** WHAT TO DO **
1. In the article on Wisconsin's bail amendment, what was the Senate vote to advance the amendment?
2. Rewrite the stretch from "Put another way, a" through "they are convicted." in the article on Wisconsin's bail amendment, replacing "court commissioner" with "bail magistrate".
3. Pick up the article on Wisconsin's bail amendment after its last sentence and keep writing it.

** TEXT SECTION **
-- Begin --

The state Senate on Tuesday approved an amendment to the Wisconsin Constitution that would tweak the state’s bail system and could have major effects on Wisconsin’s criminal justice system.

Senators voted 23-9 — with all Republicans and two Democrats (Sens. Brad Pfaff, D-Onalaska, and Bob Wirch, D-Somers) voting in favor — to advance the amendment. If it is passed by the Republican-controlled Assembly on Thursday, Wisconsinites will vote on their April 4 ballots to determine if the changes to the state constitution should be made.

The amendment has been billed by Republican lawmakers as a way to get “tough on crime” in Wisconsin. Criminal law experts, though, are skeptical it would make the state safer.

“This is the first step, and it has to be the first step to fix Wisconsin's broken bail system,” said Sen. Van Wanggaard, R-Racine, the amendment’s chief author, on the Senate floor before the vote. “You can't fix the system under the current Constitution. This amendment opens the door. We can debate what the system should look like. But without the first step, without this amendment, there is no second step.”

In Wisconsin, if someone is arrested for a crime and charges have been filed against them, they appear in front of a court commissioner for an initial appearance. At that hearing, the court commissioner considers the conditions, if any, under which someone can be released while their criminal case is pending.

Posting bail can be a condition of release. However, as the state’s bail laws currently exist, judges can impose “monetary conditions of release … only upon a finding that there is a reasonable basis to believe that the conditions are necessary to assure appearance in court.”

Put another way, a court commissioner can only set a cash bail amount if there is reason to think the person making an initial appearance might not show up for their next court date.

In the U.S. justice system, defendants are presumed innocent until proven guilty by the state.

Beyond bail, a court commissioner or judge can also set conditions to someone’s release that “protect members of the community from serious bodily harm or prevent the intimidation of witnesses.”

In some rare instances, for certain felony crimes, the Wisconsin Constitution empowers judges to deny someone charged with a crime from being released before they are convicted.

-- End --

** SUPPLIED INFORMATION **
-- Begin --

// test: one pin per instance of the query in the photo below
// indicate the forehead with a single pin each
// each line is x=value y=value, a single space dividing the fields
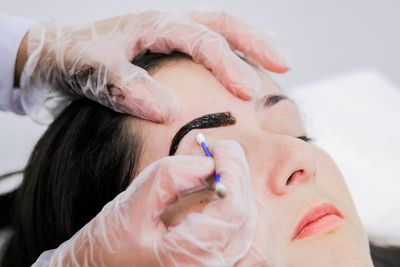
x=198 y=93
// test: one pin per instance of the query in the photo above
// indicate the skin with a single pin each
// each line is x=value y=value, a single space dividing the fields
x=268 y=138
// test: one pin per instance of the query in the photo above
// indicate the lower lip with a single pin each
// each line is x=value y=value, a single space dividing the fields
x=324 y=224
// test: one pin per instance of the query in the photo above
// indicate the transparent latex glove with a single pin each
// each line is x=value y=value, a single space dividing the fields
x=130 y=231
x=93 y=60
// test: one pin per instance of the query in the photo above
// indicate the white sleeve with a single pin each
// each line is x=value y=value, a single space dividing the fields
x=12 y=30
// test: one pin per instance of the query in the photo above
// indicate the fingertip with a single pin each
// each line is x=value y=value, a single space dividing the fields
x=146 y=98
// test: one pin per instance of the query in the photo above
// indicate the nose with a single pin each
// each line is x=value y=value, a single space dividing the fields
x=284 y=162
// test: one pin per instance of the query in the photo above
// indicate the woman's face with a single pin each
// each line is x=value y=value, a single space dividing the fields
x=289 y=176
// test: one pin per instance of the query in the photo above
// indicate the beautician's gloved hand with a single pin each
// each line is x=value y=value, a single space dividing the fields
x=131 y=231
x=93 y=60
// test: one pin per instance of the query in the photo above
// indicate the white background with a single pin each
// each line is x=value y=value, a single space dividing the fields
x=323 y=37
x=326 y=40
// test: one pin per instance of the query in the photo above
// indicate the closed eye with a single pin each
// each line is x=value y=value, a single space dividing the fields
x=305 y=138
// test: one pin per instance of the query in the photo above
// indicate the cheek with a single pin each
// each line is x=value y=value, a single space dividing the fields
x=331 y=183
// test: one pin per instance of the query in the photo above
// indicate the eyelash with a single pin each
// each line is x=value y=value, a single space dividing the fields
x=305 y=138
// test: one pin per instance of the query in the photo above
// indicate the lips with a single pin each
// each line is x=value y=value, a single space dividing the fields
x=323 y=218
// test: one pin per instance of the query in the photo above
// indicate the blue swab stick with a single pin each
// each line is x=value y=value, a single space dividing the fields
x=219 y=187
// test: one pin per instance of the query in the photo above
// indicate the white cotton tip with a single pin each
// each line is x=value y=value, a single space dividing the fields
x=200 y=138
x=220 y=189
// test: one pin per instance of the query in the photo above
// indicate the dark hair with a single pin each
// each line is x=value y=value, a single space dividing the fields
x=86 y=157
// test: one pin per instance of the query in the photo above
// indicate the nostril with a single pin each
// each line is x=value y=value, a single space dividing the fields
x=293 y=176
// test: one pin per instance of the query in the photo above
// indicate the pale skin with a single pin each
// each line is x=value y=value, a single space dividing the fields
x=268 y=137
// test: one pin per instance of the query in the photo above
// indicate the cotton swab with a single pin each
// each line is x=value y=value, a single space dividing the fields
x=219 y=186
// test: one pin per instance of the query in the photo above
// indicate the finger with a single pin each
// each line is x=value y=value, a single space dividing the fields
x=209 y=49
x=222 y=232
x=262 y=48
x=132 y=90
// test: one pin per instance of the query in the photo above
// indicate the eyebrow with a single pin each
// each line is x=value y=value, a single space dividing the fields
x=207 y=121
x=219 y=120
x=269 y=100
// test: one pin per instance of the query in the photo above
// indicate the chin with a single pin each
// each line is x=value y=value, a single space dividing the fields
x=345 y=246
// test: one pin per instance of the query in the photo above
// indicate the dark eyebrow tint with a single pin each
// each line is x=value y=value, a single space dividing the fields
x=270 y=100
x=207 y=121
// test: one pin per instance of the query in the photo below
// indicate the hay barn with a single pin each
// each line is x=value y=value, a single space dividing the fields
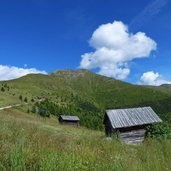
x=129 y=124
x=69 y=120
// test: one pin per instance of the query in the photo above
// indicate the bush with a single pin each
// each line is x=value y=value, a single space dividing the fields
x=159 y=131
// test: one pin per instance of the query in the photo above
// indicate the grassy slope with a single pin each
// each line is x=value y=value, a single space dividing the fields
x=87 y=91
x=28 y=142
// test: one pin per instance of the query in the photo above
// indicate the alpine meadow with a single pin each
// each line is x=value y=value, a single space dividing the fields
x=34 y=140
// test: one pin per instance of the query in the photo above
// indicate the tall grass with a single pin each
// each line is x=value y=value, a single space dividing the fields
x=35 y=144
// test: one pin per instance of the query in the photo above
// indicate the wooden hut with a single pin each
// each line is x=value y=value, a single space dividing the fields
x=129 y=124
x=69 y=120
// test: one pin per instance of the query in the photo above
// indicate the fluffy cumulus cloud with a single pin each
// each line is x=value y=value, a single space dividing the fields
x=114 y=48
x=152 y=78
x=12 y=72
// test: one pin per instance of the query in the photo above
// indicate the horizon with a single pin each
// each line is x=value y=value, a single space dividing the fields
x=129 y=43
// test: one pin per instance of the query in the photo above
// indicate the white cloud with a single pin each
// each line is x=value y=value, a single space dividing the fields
x=114 y=48
x=152 y=78
x=12 y=72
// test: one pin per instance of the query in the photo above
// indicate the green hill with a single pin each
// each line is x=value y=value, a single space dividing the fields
x=85 y=94
x=30 y=142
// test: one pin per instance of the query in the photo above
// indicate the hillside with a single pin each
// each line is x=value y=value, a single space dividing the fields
x=30 y=142
x=85 y=94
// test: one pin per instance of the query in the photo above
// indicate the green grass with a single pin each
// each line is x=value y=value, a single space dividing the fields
x=28 y=142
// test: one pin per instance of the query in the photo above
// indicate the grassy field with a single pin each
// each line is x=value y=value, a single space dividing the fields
x=85 y=94
x=28 y=142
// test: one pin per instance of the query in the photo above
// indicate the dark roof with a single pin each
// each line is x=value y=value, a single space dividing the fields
x=120 y=118
x=70 y=118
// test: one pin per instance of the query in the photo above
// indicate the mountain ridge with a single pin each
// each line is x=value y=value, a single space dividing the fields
x=87 y=94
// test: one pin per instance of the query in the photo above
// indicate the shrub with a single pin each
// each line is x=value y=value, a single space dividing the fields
x=159 y=131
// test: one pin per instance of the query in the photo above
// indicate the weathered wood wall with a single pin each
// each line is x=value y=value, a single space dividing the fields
x=132 y=136
x=72 y=123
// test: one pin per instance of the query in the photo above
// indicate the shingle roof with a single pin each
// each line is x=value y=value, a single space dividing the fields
x=120 y=118
x=70 y=118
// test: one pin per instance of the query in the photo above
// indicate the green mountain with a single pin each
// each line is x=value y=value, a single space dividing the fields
x=85 y=94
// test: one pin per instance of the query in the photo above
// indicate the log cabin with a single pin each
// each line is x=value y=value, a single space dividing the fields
x=69 y=120
x=129 y=124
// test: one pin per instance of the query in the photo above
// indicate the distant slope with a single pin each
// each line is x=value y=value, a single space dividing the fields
x=28 y=142
x=87 y=94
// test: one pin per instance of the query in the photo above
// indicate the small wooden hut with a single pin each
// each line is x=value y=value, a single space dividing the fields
x=129 y=124
x=69 y=120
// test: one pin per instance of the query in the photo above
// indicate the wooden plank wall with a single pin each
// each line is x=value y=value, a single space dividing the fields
x=133 y=136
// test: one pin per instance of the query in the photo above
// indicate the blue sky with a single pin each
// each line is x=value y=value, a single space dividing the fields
x=53 y=34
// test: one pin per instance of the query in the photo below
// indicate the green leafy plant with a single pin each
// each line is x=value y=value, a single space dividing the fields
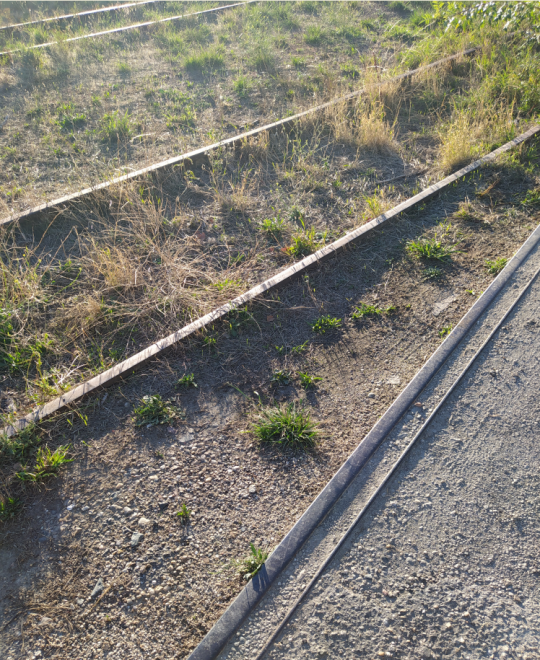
x=281 y=377
x=187 y=380
x=432 y=273
x=154 y=410
x=371 y=310
x=184 y=514
x=287 y=426
x=446 y=330
x=325 y=323
x=252 y=564
x=48 y=463
x=430 y=249
x=308 y=381
x=9 y=508
x=494 y=267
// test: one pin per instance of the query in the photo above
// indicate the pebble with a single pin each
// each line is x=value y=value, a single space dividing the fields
x=136 y=538
x=98 y=588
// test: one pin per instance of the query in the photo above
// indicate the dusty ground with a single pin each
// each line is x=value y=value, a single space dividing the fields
x=162 y=595
x=445 y=563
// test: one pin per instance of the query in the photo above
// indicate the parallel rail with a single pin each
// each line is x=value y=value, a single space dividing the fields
x=128 y=366
x=90 y=12
x=200 y=156
x=135 y=26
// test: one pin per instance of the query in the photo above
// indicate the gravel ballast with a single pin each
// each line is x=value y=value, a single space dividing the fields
x=445 y=563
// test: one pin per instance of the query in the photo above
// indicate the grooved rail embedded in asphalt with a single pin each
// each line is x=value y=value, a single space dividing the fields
x=416 y=577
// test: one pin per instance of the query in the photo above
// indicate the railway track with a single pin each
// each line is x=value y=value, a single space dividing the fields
x=200 y=156
x=78 y=15
x=314 y=530
x=128 y=366
x=135 y=26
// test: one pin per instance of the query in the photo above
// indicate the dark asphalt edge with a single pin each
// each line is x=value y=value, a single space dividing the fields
x=245 y=603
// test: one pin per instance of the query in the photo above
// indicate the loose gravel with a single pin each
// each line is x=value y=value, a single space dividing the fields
x=445 y=563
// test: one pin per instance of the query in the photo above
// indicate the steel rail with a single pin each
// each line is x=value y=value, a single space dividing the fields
x=127 y=366
x=135 y=26
x=18 y=26
x=199 y=156
x=324 y=565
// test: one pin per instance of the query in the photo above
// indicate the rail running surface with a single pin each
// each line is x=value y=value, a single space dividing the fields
x=135 y=26
x=325 y=564
x=66 y=17
x=137 y=360
x=201 y=155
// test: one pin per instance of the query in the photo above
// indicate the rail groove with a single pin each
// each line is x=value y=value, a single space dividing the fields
x=135 y=361
x=199 y=156
x=135 y=26
x=324 y=565
x=90 y=12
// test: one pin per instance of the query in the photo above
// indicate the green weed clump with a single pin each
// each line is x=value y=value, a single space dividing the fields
x=48 y=463
x=287 y=426
x=430 y=248
x=325 y=323
x=154 y=410
x=252 y=564
x=494 y=267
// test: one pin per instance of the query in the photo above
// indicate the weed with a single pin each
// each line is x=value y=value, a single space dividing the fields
x=430 y=248
x=432 y=273
x=286 y=426
x=308 y=381
x=205 y=60
x=306 y=243
x=446 y=330
x=116 y=127
x=370 y=310
x=325 y=323
x=187 y=380
x=154 y=410
x=18 y=447
x=281 y=377
x=9 y=508
x=251 y=565
x=314 y=35
x=184 y=514
x=495 y=267
x=301 y=348
x=532 y=198
x=47 y=464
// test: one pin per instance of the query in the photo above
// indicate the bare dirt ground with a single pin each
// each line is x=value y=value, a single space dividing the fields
x=159 y=593
x=445 y=562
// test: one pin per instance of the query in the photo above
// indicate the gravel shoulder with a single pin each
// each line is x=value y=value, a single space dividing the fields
x=445 y=563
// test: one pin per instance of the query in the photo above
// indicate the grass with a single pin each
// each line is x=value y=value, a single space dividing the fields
x=308 y=381
x=430 y=248
x=187 y=381
x=47 y=465
x=495 y=266
x=252 y=564
x=184 y=514
x=287 y=426
x=154 y=410
x=281 y=377
x=371 y=310
x=325 y=323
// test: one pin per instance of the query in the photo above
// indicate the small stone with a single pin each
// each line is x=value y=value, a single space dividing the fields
x=98 y=588
x=136 y=538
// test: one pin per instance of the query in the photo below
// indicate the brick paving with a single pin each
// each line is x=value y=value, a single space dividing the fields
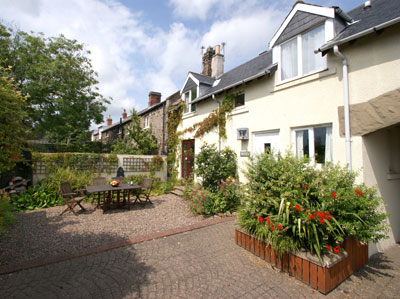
x=202 y=263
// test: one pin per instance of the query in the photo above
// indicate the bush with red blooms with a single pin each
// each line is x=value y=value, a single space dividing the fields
x=291 y=205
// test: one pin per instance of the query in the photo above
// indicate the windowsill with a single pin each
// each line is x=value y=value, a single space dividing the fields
x=188 y=114
x=393 y=176
x=239 y=110
x=305 y=79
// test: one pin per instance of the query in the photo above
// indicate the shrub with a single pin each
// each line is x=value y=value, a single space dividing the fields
x=212 y=166
x=292 y=205
x=6 y=216
x=46 y=193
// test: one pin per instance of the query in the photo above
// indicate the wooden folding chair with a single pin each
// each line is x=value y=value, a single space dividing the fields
x=145 y=189
x=71 y=199
x=99 y=181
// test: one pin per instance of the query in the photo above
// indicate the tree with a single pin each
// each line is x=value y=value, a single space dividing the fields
x=12 y=128
x=57 y=76
x=138 y=141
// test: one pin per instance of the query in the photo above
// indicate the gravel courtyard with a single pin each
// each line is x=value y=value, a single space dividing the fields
x=43 y=233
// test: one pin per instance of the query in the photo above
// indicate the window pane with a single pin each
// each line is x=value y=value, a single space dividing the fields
x=289 y=64
x=239 y=100
x=320 y=144
x=194 y=93
x=302 y=145
x=187 y=99
x=311 y=41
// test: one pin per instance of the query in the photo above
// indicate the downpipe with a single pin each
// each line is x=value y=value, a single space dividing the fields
x=346 y=106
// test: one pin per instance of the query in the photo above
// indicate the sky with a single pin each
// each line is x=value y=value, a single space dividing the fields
x=148 y=45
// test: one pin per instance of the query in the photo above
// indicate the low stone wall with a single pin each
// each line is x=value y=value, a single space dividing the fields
x=132 y=165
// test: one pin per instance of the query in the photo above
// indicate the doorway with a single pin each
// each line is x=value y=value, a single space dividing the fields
x=187 y=158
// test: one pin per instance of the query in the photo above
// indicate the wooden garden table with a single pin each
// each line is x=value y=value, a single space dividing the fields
x=98 y=189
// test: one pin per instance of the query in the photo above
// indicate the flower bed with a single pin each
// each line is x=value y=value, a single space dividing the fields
x=324 y=276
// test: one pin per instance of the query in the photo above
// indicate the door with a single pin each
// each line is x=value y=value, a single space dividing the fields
x=187 y=158
x=265 y=142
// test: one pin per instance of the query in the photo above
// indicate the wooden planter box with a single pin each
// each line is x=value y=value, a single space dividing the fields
x=307 y=268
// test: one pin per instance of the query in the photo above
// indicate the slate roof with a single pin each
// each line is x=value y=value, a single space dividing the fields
x=380 y=12
x=258 y=66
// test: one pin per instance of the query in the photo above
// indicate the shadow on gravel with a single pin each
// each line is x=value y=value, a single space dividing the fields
x=109 y=273
x=378 y=266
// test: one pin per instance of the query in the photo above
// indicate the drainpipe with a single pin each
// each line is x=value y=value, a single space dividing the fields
x=219 y=139
x=346 y=105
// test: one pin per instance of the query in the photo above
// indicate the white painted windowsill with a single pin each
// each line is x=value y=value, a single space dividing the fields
x=239 y=110
x=393 y=176
x=188 y=114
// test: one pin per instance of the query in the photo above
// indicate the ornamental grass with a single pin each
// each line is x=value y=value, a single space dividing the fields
x=293 y=205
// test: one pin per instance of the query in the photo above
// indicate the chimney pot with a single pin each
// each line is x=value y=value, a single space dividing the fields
x=124 y=114
x=154 y=98
x=109 y=121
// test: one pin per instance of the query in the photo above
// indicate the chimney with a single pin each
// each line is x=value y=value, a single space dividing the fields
x=154 y=98
x=109 y=121
x=217 y=63
x=207 y=57
x=124 y=114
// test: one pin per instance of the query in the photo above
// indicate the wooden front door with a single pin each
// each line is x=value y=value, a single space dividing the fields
x=187 y=158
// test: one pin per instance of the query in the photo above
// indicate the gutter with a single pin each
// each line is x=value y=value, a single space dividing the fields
x=360 y=34
x=346 y=106
x=267 y=71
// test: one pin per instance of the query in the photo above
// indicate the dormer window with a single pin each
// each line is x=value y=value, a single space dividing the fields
x=189 y=97
x=297 y=57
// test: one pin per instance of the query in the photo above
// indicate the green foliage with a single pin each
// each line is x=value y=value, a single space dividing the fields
x=94 y=163
x=57 y=76
x=13 y=130
x=46 y=193
x=159 y=187
x=293 y=205
x=6 y=216
x=138 y=141
x=212 y=166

-- End --

** EXERCISE RESULTS **
1. 23-9

2.
Put another way, a bail magistrate can only set a cash bail amount if there is reason to think the person making an initial appearance might not show up for their next court date.

In the U.S. justice system, defendants are presumed innocent until proven guilty by the state.

Beyond bail, a bail magistrate or judge can also set conditions to someone’s release that “protect members of the community from serious bodily harm or prevent the intimidation of witnesses.”

In some rare instances, for certain felony crimes, the Wisconsin Constitution empowers judges to deny someone charged with a crime from being released before they are convicted.

3.
The amendment would eliminate the requirement that “monetary conditions of release” be implemented “only upon a finding that there is a reasonable basis to believe that the conditions are necessary to assure appearance in court.”

Instead, it would empower judges, when setting a bail amount, to consider the “seriousness of the offense charged, the previous criminal record of the accused, the probability that the accused will appear in court, and the need to protect members of the community from serious harm, as defined by the legislature by law, or prevent the intimidation of witnesses.”

It would also remove the word “bodily” from this line of the state Constitution: “All persons, before conviction, shall be eligible for release under reasonable conditions designed to assure their appearance in court, protect members of the community from serious bodily harm or prevent the intimidation of witnesses.”

Two criminal law experts told the Cap Times last year that the amendment likely would not improve public safety in the state. Instead, they argued, it could further burden an already overwhelmed criminal justice system in Wisconsin.

Allowing a judge to impose bail for reasons beyond ensuring a defendant would appear at their next court hearing would likely result in more poor people being incarcerated, the two legal experts, Jessa Nicholson Goetz, a criminal defense attorney with Nicholson Goetz & Otis in Madison, and University of Wisconsin Law School professor Cecelia Klingele, said.

Accordingly, if judges are setting cash bail more often, the state will likely see more people incarcerated in county jails — often waiting months or even more than a year for their constitutionally guaranteed jury trial, they said.

The effects snowball from there. More people will be held in county jails, at taxpayers’ expense. Additionally, incarcerated people are more likely to lose their jobs and have their housing stability threatened, which can have a profound effect on their communities and families, Nicholson Goetz noted.

All the while, people charged with crimes who might be considered dangerous but can afford to post bail will continue to be released.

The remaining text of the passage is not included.